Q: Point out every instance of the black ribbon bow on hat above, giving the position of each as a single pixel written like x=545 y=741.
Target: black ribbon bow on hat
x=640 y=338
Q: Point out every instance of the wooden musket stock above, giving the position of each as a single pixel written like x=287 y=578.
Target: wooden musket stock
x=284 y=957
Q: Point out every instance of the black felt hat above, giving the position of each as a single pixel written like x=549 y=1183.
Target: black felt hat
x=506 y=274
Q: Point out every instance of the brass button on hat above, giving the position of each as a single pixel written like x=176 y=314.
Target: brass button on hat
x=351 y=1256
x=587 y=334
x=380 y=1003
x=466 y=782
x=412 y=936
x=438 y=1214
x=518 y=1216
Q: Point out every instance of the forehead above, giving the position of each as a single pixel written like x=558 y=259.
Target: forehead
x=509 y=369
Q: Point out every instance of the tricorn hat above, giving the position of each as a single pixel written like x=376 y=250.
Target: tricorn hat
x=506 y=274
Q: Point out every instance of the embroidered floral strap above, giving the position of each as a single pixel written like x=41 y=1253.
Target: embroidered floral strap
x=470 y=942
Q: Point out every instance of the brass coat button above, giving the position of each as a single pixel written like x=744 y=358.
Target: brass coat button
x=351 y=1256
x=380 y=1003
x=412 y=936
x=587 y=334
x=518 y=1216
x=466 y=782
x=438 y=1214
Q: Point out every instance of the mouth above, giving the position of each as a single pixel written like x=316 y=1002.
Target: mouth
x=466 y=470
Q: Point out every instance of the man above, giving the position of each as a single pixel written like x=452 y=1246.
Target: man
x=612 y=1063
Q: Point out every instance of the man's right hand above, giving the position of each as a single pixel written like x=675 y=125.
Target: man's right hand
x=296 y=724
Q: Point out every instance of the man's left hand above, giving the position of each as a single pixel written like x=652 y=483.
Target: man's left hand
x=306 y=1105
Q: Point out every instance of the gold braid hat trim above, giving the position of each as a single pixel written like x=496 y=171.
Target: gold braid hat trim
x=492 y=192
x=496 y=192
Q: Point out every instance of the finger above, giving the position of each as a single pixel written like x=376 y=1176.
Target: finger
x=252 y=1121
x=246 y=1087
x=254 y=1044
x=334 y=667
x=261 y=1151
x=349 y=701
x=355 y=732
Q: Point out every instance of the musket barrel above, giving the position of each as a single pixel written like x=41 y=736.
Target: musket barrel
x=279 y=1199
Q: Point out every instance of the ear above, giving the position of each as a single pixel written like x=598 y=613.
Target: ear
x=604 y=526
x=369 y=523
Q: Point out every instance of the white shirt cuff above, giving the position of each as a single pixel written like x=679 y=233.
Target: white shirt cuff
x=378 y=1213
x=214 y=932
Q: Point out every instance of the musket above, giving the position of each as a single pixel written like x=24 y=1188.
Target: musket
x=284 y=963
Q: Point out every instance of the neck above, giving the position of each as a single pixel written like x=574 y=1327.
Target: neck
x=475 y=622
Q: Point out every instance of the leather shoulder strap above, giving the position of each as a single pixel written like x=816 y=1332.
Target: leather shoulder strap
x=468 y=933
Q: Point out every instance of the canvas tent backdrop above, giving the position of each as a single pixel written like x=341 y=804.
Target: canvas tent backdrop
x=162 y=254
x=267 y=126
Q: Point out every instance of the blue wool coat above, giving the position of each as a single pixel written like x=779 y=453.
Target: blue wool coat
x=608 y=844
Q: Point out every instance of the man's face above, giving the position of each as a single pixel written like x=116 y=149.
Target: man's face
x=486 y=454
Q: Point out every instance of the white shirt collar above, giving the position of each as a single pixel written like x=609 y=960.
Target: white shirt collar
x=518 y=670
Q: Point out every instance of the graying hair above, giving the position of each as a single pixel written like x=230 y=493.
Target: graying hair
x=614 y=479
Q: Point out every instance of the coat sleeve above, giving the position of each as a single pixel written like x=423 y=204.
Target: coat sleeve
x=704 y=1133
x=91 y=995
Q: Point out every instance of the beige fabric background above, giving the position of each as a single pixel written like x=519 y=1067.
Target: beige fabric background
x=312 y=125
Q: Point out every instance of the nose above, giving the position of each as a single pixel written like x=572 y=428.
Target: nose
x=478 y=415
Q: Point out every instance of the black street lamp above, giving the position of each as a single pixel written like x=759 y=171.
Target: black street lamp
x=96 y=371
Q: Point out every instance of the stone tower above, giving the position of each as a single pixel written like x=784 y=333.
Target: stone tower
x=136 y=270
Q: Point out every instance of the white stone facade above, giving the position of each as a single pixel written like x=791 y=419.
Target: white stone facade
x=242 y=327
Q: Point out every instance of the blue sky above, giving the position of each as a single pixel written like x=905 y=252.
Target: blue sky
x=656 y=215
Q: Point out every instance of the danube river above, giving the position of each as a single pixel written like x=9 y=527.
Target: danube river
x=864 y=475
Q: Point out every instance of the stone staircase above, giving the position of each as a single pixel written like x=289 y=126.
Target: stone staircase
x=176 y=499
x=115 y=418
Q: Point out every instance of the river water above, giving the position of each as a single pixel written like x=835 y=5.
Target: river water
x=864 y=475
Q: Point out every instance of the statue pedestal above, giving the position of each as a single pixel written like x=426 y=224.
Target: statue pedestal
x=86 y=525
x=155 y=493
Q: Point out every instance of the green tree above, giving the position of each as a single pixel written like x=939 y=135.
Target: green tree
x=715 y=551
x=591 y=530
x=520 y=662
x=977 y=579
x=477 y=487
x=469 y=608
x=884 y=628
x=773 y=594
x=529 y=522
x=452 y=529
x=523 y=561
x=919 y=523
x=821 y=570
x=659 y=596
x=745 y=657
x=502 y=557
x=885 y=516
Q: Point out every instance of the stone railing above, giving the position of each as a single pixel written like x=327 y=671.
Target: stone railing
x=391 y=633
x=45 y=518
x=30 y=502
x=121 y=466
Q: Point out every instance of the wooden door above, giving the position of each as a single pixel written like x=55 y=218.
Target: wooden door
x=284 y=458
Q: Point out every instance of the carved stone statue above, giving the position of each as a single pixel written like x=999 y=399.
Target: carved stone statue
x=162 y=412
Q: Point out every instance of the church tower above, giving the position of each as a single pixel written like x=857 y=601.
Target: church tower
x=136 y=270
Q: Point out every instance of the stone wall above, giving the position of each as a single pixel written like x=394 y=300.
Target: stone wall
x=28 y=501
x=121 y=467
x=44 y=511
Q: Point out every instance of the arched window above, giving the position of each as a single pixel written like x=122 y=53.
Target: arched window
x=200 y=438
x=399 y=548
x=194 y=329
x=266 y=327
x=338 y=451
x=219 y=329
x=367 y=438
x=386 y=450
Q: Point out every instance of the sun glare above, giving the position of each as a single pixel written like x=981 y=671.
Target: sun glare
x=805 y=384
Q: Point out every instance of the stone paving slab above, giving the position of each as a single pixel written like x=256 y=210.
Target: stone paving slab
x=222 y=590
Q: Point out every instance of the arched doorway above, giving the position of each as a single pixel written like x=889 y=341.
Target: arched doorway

********

- [Work required]: Only lines that contain "doorway" are needed, so copy each of them from the data.

- [Solution below]:
Q: Point out every instance of the arched doorway above, giving the position of each as a single pixel written like x=889 y=341.
Target: arched doorway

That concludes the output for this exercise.